*SOURCE EXCERPT*:
######

Certainly, though, he never played anything flashy. No five or 10 minute drum solos for ‘Ole Pete. Which is a pity – as anyone who has ever been to a rock gig will attest, a 10 minute drum solo is always the perfect opportunity to get another round from the bar.
Anyway, Pete’s bandmates – we’ll call them John, Paul, George and occasionally Stuart – were ambitious sorts. They had a ticket to ride – with grand dreams of conquering the world. With each gig, they got just that little bit better – while Pete kept drumming away. Competently.
Over time, Pete’s bandmates increasingly grew bored of the competent drummer. It turns out love is not all you need, after all. The bandmates dreamed about having a star – or more precisely, a Starr – behind the drums.
Needless to say, the bandmates eventually found their man – and Ringo was his name-o. On a hard day’s night, poor Pete was let go. All things must pass – but that didn’t stop our drummer.
Now free as a bird, Pete started a new band and kept playing. It turns out he was not that bad a writer, either. (That being said, he was certainly no paperback writer.)
Unfortunately for Pete, he never did have that big hit he was looking for. Meanwhile, across the universe, the accolades, the mansions, the screaming fans, the gold and platinum records all piled up at the feet of his former bandmates.

######

*SUPPLIED DATA*:
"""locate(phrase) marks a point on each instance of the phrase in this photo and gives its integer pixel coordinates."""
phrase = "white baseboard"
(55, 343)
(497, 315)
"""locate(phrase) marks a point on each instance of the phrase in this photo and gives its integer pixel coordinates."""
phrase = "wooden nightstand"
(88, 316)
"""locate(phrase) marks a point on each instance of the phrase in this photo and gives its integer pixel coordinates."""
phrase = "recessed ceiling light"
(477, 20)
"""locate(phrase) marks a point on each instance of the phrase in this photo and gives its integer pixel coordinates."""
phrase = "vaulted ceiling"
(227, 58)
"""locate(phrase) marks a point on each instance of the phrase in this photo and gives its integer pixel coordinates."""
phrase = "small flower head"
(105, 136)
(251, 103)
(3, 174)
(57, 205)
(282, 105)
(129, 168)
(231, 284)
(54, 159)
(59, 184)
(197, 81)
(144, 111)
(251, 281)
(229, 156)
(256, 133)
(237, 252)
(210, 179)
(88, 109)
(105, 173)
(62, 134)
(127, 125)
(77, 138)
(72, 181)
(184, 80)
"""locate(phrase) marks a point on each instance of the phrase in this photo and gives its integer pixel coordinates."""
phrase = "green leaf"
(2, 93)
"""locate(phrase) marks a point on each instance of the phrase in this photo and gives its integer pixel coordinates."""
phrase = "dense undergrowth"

######

*EXERCISE SET*:
**1.** Answer these questions about the passage on Pete the drummer:
(a) How long were the drum solos Pete never played?
(b) What names does the passage give Pete's bandmates?
(c) What did Pete do once he was free as a bird?
**2.** Carry on the story of Pete the drummer, picking up after its final sentence.

*ANSWERS IN ORDER*:
**1.**
(a) Five or 10 minutes.
(b) John, Paul, George and occasionally Stuart.
(c) He started a new band and kept playing.

**2.**
To this day, on stages made of Norwegian wood, Pete and his competent band still plays gigs in small theatres, local pubs and half-filled bingo halls.
Occasionally, he even appears on television. Unfortunately, the likes David Letterman and Opera Winfrey are always more interested in his former bandmates and the circumstances of his dismissal than they are in his new band.
Most people who watch go away thinking about how cheerful he comes across – especially given the oft-told backstory. And, truth be told, Old Pete is happy with his lot in life. Long ago, he learnt to let it be.
Still, late at night, he can still be found occasionally pulling out a record by his former bandmates. And looking through that glass onion, as the old tunes play, Pete surely can’t help but think – what if?
So here’s Old Taskmaster’s proposition. Forget about being second best. In life, many are content with being Pete Best. You can get by in life on being competent. It might not be strawberry fields forever, but it’s comfortable.
On the other hand, if you say you want a revolution, you need to do your Best, for Pete’s sake!
Get it done – eight days a week!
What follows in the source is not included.